── DATA FOR THIS TASK

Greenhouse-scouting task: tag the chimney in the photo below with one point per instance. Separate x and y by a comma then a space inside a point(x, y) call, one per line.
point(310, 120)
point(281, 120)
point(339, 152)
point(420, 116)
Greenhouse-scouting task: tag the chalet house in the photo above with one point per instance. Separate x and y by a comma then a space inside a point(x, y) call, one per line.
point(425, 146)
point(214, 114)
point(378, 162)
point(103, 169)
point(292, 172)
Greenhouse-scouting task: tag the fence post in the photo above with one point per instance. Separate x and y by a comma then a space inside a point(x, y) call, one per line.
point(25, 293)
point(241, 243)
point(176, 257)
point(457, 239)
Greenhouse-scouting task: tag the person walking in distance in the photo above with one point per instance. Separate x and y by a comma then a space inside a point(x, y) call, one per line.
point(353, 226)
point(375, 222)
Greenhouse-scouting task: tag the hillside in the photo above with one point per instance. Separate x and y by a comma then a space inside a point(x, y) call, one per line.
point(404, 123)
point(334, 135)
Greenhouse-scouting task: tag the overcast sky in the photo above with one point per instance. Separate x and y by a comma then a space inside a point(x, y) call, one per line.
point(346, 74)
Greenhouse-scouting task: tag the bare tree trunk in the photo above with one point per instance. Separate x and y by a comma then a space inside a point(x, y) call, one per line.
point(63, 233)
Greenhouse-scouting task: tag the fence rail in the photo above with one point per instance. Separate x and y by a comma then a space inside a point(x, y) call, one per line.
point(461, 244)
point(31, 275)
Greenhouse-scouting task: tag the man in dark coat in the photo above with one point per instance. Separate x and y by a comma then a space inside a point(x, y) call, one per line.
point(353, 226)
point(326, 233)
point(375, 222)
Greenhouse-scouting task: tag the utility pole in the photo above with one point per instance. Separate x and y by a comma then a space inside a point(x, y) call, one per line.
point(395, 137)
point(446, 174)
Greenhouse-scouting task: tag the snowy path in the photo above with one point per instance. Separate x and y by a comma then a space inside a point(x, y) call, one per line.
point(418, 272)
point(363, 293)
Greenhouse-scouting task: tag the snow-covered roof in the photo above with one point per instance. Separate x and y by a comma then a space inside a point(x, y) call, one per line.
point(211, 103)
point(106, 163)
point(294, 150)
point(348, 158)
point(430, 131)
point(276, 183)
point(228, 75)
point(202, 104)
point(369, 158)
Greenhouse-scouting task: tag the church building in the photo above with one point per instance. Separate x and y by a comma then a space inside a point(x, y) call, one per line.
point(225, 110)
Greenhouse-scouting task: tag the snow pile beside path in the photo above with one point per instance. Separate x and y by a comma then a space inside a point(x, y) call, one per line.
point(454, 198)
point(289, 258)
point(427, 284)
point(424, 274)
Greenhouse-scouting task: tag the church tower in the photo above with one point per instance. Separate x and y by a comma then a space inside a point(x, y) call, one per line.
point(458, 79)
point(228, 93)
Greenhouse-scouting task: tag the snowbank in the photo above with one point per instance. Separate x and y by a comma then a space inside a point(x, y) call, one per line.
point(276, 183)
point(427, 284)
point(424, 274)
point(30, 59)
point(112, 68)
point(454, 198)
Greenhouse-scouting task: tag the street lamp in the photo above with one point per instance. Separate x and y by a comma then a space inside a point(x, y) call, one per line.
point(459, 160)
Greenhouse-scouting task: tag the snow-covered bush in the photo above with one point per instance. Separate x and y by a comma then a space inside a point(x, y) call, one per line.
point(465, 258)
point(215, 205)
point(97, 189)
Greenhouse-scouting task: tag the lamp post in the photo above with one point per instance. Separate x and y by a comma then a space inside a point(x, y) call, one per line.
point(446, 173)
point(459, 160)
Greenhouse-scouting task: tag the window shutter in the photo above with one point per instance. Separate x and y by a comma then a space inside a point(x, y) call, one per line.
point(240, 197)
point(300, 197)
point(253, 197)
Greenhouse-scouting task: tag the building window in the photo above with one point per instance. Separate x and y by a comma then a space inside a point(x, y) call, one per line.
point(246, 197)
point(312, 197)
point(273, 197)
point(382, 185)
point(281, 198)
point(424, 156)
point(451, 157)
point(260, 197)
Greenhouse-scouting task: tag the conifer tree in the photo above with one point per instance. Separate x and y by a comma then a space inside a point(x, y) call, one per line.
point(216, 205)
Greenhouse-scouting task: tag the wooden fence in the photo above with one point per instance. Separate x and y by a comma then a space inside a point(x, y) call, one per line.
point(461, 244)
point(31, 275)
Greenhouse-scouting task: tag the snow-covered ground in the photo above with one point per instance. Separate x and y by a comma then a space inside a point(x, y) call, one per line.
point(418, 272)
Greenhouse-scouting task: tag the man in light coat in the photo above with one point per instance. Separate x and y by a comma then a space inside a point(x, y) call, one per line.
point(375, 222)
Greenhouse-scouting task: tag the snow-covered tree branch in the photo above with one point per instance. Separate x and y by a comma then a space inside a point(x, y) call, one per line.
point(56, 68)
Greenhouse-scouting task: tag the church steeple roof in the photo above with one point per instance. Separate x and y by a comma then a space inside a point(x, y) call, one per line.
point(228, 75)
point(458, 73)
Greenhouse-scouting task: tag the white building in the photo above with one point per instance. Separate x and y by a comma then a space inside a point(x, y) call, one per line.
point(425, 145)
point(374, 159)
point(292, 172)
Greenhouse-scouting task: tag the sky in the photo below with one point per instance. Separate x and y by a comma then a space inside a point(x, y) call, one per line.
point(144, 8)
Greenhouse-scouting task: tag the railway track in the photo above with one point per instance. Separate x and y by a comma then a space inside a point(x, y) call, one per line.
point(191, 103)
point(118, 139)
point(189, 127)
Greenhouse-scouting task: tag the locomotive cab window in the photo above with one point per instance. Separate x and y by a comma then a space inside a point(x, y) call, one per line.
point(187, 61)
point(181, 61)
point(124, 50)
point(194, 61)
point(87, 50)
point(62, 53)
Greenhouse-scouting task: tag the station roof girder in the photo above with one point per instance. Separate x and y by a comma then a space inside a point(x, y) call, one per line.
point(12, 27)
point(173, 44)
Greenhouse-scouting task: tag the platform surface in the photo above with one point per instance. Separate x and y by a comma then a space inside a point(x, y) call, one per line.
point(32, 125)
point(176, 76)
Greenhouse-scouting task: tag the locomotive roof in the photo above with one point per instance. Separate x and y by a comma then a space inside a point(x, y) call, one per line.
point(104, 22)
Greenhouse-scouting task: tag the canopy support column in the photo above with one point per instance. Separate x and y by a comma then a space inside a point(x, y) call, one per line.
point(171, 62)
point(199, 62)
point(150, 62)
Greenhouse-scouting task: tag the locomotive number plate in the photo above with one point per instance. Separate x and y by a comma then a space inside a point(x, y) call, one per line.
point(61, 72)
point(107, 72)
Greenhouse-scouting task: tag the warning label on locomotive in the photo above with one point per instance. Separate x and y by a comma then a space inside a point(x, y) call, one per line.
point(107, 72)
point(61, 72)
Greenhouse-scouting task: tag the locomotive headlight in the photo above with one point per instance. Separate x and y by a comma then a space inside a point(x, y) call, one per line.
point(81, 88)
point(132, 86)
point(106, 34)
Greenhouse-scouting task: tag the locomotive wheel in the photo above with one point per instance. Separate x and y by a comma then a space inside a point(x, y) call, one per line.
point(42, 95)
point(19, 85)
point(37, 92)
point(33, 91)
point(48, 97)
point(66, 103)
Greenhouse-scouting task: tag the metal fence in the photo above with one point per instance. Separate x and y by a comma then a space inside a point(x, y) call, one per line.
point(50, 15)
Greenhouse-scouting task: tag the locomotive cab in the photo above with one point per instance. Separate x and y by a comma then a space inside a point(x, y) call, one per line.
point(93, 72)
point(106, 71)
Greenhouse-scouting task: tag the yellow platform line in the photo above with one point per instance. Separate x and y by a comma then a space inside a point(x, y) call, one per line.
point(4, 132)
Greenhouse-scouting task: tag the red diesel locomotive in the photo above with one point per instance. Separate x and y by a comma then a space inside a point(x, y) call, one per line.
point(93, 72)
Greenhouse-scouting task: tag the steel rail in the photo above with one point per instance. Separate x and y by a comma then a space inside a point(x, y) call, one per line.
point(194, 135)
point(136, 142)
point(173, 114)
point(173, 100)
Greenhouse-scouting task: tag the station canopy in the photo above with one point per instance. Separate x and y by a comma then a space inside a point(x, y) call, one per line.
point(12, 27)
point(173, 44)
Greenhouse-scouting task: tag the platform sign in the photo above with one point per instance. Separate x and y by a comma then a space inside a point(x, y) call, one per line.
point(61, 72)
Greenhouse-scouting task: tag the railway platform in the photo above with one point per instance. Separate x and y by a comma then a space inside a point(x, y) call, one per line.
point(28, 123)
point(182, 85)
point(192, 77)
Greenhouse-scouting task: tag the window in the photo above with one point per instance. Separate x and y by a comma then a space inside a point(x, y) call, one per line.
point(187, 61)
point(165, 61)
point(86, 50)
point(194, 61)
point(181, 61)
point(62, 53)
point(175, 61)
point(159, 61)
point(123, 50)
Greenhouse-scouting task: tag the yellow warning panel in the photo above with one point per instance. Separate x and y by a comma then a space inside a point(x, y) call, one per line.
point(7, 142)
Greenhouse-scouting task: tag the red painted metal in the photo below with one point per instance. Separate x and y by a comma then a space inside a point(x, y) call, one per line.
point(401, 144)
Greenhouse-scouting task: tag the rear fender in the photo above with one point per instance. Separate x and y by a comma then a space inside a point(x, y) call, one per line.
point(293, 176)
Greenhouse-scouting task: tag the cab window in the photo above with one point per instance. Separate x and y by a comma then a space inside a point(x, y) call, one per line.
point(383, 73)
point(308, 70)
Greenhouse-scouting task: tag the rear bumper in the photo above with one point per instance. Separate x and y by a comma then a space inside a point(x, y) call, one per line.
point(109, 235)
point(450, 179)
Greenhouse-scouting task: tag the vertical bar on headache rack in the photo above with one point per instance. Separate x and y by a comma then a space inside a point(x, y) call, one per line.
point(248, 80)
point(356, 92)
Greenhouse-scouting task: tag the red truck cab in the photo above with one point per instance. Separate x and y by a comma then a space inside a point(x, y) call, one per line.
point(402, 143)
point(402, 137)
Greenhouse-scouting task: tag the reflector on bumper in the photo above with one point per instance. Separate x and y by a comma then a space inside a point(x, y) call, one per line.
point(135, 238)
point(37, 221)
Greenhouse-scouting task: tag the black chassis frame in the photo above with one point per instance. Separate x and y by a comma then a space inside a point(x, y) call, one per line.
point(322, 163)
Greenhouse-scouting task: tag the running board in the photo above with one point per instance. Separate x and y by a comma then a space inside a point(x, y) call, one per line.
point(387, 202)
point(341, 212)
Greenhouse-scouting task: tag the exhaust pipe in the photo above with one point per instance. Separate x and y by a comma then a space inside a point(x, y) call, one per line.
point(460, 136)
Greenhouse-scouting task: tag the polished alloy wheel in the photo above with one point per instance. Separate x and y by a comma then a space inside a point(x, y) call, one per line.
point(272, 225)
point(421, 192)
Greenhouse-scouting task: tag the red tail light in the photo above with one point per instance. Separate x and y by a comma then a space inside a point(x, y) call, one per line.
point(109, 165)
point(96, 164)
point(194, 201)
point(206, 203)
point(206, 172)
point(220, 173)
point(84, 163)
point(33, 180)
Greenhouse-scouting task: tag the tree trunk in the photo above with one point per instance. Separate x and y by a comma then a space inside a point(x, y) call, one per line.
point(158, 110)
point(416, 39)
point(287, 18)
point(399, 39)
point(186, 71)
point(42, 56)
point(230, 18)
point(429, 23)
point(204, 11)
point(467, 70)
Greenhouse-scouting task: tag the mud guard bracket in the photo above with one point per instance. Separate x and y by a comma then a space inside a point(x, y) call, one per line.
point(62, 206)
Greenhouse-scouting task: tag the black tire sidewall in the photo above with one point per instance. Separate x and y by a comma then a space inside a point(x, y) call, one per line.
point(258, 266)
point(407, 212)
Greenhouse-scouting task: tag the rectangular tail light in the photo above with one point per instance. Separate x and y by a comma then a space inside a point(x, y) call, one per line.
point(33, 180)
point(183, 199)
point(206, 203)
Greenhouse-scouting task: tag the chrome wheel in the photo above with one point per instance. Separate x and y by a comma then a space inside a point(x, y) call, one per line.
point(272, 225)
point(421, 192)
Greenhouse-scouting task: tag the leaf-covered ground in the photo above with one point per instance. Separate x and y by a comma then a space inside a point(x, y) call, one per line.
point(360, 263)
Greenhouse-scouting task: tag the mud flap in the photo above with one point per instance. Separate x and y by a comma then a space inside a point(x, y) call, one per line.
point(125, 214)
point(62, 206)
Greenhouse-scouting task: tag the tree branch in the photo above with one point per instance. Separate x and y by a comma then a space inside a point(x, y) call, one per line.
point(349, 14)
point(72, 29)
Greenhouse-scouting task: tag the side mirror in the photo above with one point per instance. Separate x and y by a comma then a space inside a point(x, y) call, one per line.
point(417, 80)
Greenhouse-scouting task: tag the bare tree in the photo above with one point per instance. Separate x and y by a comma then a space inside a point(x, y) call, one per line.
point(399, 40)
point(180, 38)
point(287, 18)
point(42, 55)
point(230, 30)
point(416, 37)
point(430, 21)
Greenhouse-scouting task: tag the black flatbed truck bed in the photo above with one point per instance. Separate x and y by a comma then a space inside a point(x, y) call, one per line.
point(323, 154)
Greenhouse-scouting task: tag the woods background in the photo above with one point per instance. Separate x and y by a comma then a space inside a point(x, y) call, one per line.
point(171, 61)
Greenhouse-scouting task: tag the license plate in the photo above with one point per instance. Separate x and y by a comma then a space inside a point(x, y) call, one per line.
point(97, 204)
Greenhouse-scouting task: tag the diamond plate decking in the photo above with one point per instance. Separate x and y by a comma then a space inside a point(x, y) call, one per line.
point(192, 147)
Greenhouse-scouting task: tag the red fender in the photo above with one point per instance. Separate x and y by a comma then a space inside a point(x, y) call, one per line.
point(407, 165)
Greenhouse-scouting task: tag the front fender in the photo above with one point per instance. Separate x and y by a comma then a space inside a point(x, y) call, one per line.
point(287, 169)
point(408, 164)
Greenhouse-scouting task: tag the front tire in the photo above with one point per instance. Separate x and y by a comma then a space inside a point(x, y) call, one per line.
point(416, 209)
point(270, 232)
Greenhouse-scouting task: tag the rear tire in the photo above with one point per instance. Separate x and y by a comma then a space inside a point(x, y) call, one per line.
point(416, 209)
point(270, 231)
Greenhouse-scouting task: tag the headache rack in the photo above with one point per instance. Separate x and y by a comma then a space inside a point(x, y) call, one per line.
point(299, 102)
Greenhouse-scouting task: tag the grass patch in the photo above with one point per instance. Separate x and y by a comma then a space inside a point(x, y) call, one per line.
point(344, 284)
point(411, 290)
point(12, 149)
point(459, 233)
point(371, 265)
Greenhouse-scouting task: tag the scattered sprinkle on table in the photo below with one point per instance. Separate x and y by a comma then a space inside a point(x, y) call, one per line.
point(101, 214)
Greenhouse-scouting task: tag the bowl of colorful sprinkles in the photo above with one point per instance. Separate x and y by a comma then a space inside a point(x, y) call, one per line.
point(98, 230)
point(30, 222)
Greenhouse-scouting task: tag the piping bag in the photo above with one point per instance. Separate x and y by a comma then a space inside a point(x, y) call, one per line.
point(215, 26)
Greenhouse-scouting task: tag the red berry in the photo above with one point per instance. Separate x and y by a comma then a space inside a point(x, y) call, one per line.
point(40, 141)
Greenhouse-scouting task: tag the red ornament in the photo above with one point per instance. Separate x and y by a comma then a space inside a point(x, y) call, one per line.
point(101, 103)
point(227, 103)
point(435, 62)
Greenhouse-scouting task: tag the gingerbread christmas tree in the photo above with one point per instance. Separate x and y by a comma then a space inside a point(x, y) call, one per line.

────

▶ TASK DESCRIPTION:
Rewrite the entries starting with the line that contains "Greenhouse-scouting task: tag the railway track" and going on through the line that contains "point(189, 127)", replacing "railway track" with "train track". Leave everything else in those lines unchanged.

▶ RESPONSE TO THIS EXERCISE:
Greenhouse-scouting task: tag the train track in the photo above with one point per instance. Separate x and y by a comma then a space inside a point(x, y) call, one per line.
point(191, 103)
point(118, 139)
point(189, 127)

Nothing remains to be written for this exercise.